— start —

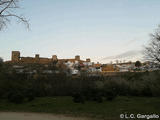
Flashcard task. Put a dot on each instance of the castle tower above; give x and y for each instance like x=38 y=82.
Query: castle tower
x=77 y=57
x=36 y=57
x=15 y=56
x=88 y=60
x=54 y=58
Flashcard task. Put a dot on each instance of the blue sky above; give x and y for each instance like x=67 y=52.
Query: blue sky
x=90 y=28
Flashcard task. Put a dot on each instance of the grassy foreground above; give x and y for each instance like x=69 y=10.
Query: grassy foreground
x=106 y=110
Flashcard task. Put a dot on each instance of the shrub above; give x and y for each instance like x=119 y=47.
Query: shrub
x=16 y=97
x=78 y=98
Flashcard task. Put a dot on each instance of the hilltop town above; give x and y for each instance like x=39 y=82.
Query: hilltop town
x=75 y=66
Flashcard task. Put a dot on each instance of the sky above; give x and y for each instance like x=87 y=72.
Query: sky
x=90 y=28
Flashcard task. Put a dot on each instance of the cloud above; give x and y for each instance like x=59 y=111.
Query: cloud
x=129 y=55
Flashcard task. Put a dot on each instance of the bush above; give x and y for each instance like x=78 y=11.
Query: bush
x=16 y=97
x=78 y=98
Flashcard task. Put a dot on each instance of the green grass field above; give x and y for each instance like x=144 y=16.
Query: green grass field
x=106 y=110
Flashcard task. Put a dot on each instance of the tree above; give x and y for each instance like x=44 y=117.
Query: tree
x=138 y=64
x=152 y=51
x=7 y=12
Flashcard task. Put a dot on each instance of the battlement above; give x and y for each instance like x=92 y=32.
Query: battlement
x=16 y=58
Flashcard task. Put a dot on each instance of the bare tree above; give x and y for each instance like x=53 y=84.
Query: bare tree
x=7 y=12
x=152 y=51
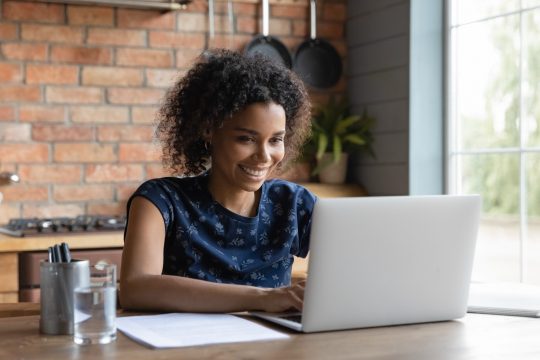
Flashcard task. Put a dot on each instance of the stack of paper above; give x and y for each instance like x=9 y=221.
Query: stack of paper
x=505 y=299
x=187 y=329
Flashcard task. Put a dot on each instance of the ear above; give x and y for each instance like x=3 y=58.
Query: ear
x=207 y=135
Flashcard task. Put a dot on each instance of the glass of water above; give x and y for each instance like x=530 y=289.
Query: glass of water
x=94 y=315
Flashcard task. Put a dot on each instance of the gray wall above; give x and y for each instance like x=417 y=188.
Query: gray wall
x=378 y=80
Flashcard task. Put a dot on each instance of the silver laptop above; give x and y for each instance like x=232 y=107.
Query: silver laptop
x=377 y=261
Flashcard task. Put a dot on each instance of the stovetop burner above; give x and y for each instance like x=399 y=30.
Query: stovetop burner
x=63 y=225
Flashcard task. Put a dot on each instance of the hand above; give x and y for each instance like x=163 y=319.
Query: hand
x=285 y=299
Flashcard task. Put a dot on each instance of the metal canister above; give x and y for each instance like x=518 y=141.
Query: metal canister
x=57 y=284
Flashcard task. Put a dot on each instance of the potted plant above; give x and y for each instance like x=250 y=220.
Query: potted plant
x=336 y=133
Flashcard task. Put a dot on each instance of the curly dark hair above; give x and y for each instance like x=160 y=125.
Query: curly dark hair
x=220 y=84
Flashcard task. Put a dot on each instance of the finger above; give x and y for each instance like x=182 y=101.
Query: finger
x=297 y=302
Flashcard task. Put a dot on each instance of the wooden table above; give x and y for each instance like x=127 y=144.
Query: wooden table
x=10 y=247
x=473 y=337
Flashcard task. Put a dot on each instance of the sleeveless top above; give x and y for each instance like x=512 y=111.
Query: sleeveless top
x=204 y=240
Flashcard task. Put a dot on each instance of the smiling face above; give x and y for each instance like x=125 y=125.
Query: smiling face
x=248 y=148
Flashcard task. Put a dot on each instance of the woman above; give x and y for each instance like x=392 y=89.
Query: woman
x=223 y=238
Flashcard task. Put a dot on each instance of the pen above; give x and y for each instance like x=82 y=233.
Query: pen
x=66 y=256
x=57 y=254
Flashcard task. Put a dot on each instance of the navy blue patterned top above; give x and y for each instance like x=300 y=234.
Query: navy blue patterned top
x=204 y=240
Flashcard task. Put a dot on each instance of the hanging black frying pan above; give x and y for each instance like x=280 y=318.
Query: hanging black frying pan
x=316 y=61
x=267 y=45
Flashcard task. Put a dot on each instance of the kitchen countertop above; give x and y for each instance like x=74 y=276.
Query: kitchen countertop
x=93 y=240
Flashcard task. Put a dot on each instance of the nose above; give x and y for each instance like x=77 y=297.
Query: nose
x=262 y=154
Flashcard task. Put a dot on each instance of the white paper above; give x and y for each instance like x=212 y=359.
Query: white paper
x=188 y=329
x=504 y=299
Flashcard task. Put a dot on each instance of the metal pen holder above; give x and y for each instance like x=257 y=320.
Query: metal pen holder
x=58 y=282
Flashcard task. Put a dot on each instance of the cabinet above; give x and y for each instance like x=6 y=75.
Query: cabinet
x=11 y=247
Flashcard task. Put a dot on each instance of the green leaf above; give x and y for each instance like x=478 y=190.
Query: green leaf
x=322 y=144
x=355 y=139
x=343 y=124
x=337 y=148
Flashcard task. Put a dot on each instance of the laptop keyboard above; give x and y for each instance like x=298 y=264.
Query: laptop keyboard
x=294 y=318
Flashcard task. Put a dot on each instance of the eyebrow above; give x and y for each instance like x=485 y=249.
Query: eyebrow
x=253 y=132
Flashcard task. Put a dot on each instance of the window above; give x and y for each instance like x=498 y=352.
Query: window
x=494 y=130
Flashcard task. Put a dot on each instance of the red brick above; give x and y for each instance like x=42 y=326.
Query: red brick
x=288 y=11
x=112 y=76
x=82 y=192
x=190 y=22
x=47 y=211
x=116 y=208
x=99 y=114
x=125 y=133
x=246 y=9
x=145 y=19
x=144 y=57
x=19 y=93
x=330 y=30
x=221 y=25
x=84 y=152
x=9 y=211
x=51 y=74
x=161 y=78
x=14 y=132
x=50 y=173
x=90 y=15
x=10 y=72
x=239 y=42
x=198 y=6
x=139 y=152
x=301 y=28
x=279 y=27
x=169 y=39
x=32 y=11
x=116 y=37
x=248 y=25
x=23 y=192
x=120 y=173
x=32 y=52
x=73 y=95
x=134 y=96
x=8 y=31
x=185 y=57
x=61 y=133
x=144 y=115
x=81 y=55
x=34 y=113
x=7 y=113
x=52 y=33
x=24 y=153
x=157 y=170
x=334 y=12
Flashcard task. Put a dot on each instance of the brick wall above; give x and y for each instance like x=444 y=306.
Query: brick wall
x=80 y=85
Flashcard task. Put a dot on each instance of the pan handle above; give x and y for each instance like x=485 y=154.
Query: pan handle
x=211 y=18
x=266 y=15
x=313 y=19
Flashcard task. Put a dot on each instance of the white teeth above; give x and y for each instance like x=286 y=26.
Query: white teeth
x=254 y=172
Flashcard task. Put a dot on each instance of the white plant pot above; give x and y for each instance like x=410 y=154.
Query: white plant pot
x=333 y=173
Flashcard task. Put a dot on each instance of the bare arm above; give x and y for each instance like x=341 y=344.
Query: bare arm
x=144 y=287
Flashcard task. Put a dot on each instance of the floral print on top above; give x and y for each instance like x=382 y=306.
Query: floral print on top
x=204 y=240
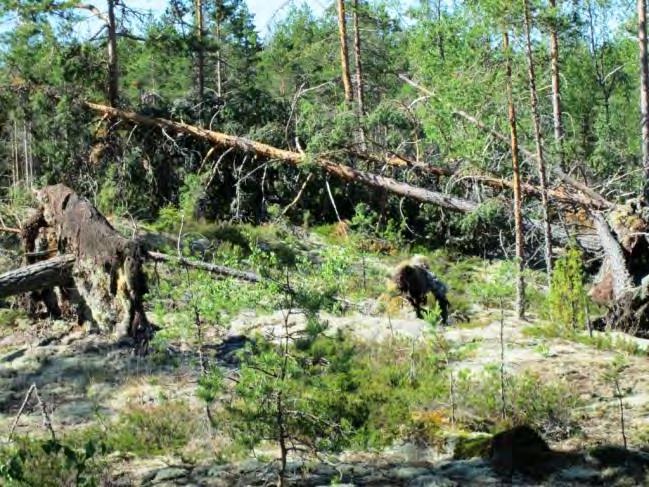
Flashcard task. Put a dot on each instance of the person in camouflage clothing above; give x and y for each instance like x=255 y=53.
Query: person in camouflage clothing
x=414 y=280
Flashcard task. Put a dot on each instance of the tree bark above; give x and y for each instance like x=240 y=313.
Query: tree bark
x=35 y=277
x=621 y=278
x=108 y=284
x=556 y=88
x=597 y=199
x=206 y=266
x=200 y=54
x=266 y=151
x=113 y=67
x=538 y=138
x=344 y=53
x=360 y=95
x=518 y=218
x=219 y=74
x=644 y=91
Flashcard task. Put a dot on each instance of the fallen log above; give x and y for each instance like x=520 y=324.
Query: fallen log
x=57 y=271
x=269 y=152
x=590 y=197
x=35 y=277
x=105 y=284
x=206 y=266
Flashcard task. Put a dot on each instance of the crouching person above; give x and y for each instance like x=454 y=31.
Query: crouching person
x=414 y=280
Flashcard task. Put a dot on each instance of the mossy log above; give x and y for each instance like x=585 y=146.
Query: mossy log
x=622 y=283
x=107 y=281
x=36 y=277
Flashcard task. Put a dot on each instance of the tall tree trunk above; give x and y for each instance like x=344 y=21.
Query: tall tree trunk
x=200 y=54
x=556 y=89
x=344 y=53
x=269 y=152
x=518 y=219
x=547 y=233
x=113 y=69
x=644 y=90
x=219 y=74
x=360 y=95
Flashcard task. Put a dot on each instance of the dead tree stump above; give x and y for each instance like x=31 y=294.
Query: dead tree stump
x=106 y=283
x=623 y=280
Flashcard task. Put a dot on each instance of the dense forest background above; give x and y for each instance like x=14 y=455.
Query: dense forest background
x=274 y=204
x=287 y=90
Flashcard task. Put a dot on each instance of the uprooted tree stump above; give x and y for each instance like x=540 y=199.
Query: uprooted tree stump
x=623 y=280
x=98 y=273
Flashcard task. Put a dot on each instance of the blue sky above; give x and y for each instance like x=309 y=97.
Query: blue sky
x=264 y=10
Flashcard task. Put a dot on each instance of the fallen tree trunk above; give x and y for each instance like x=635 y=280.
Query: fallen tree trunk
x=269 y=152
x=57 y=271
x=349 y=174
x=35 y=277
x=206 y=266
x=105 y=282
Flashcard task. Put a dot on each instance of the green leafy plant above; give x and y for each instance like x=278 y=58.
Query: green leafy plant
x=567 y=300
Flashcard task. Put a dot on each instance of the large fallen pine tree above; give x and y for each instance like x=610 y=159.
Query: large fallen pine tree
x=624 y=244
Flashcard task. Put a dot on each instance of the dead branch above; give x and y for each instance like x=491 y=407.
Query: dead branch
x=595 y=199
x=269 y=152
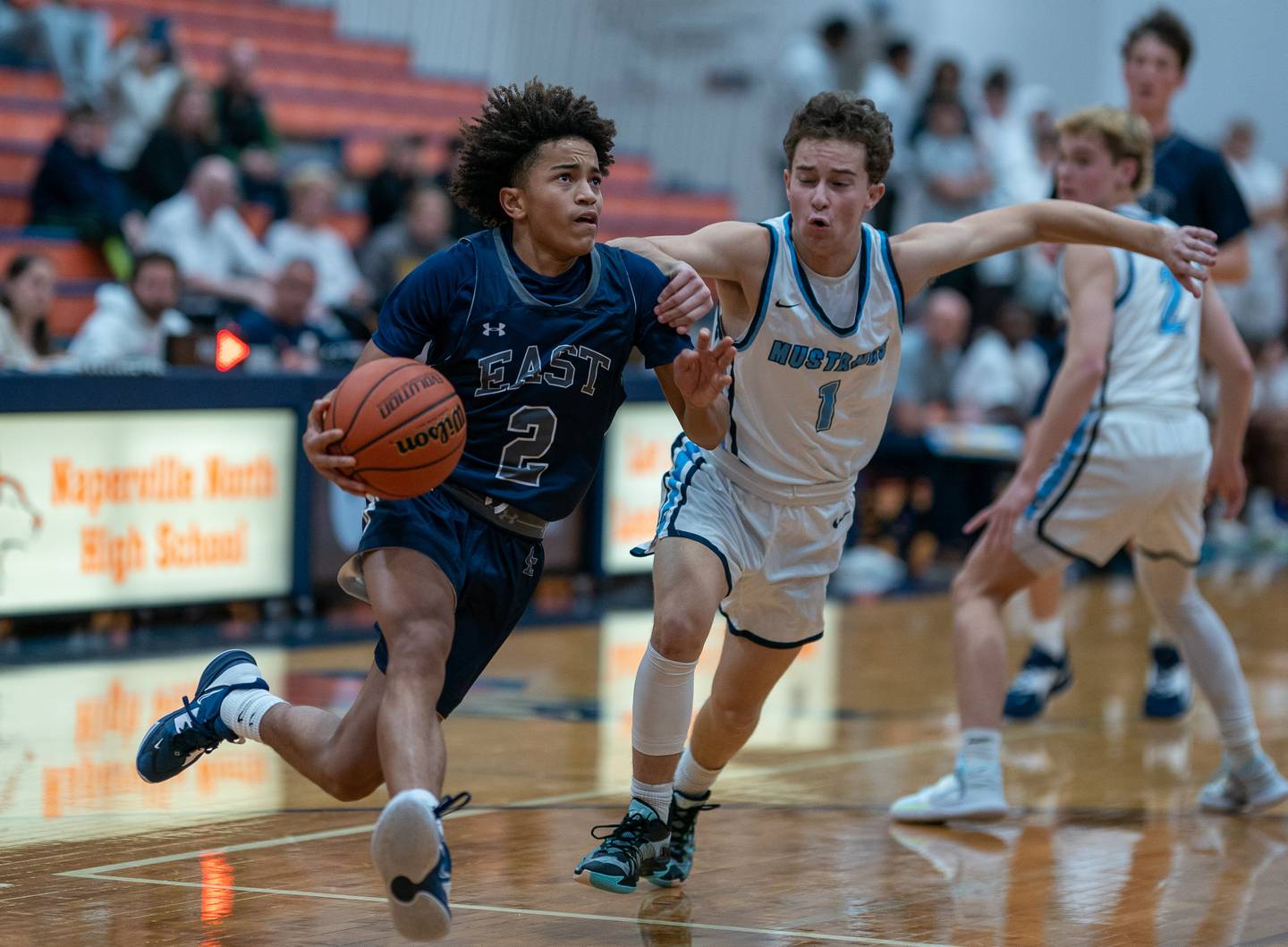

— end —

BRIEF:
Copy the lines word for word from the start through the line that contains "x=207 y=135", including that line. Leave the pictures out.

ANSWER IN FULL:
Flashcard task. Put a dot on each instance of the castle tower above; give x and y for each instance like x=38 y=82.
Query: castle tower
x=77 y=57
x=36 y=57
x=15 y=56
x=88 y=60
x=54 y=58
Flashcard task. Put a dot on each instance of the blue sky above; give x and y for each instance like x=67 y=52.
Query: blue sky
x=90 y=28
Flashcard task. Put a dot on each instance of the grassy foreground above; give x and y for each instance like x=69 y=10.
Query: grassy foreground
x=106 y=110
Flashcard task. Put a dot on each instance of the shrub above; give x and y for each instance like x=119 y=47.
Query: shrub
x=16 y=97
x=78 y=98
Flashcard task. Put a dot on each instance of the hilltop town above; give x and y for each instance like x=39 y=82.
Query: hilltop town
x=75 y=66
Flashcard task. Put a dot on each instance of the sky above; give x and y for each instance like x=87 y=72.
Query: sky
x=90 y=28
Flashcard task. Put a dot on each instance of the cloud above; give x and y for each instance like x=59 y=111.
Query: cloud
x=129 y=55
Flashcard task. Put a dot on each instance of the bush above; give x and y for each instance like x=78 y=11.
Query: bush
x=16 y=97
x=78 y=98
Flashcard task. Put a dot on each instance of the green grass field above; give x and y for each instance like x=144 y=16.
Query: green grass field
x=106 y=110
Flashcard task. Put a dot on each instance of the tree above; give x and y for each instance like x=44 y=117.
Query: tree
x=138 y=64
x=152 y=51
x=7 y=12
Flashcard task. Put a dot on each instance of the battlement above; give x and y for each instance like x=92 y=32.
Query: battlement
x=16 y=58
Flashcard task. Put a dot on each instance of the bare tree above; give x and y for each instance like x=53 y=84.
Query: bare tree
x=7 y=12
x=152 y=51
Flashcard task. Put a dot on each instance of the stack of paper above; give x and y for each instance like x=9 y=221.
Query: stack of paper
x=505 y=299
x=187 y=329
Flashcard task. Put a dot on each instance of the ear above; give x and y for each instance like x=3 y=58.
Query: ear
x=207 y=135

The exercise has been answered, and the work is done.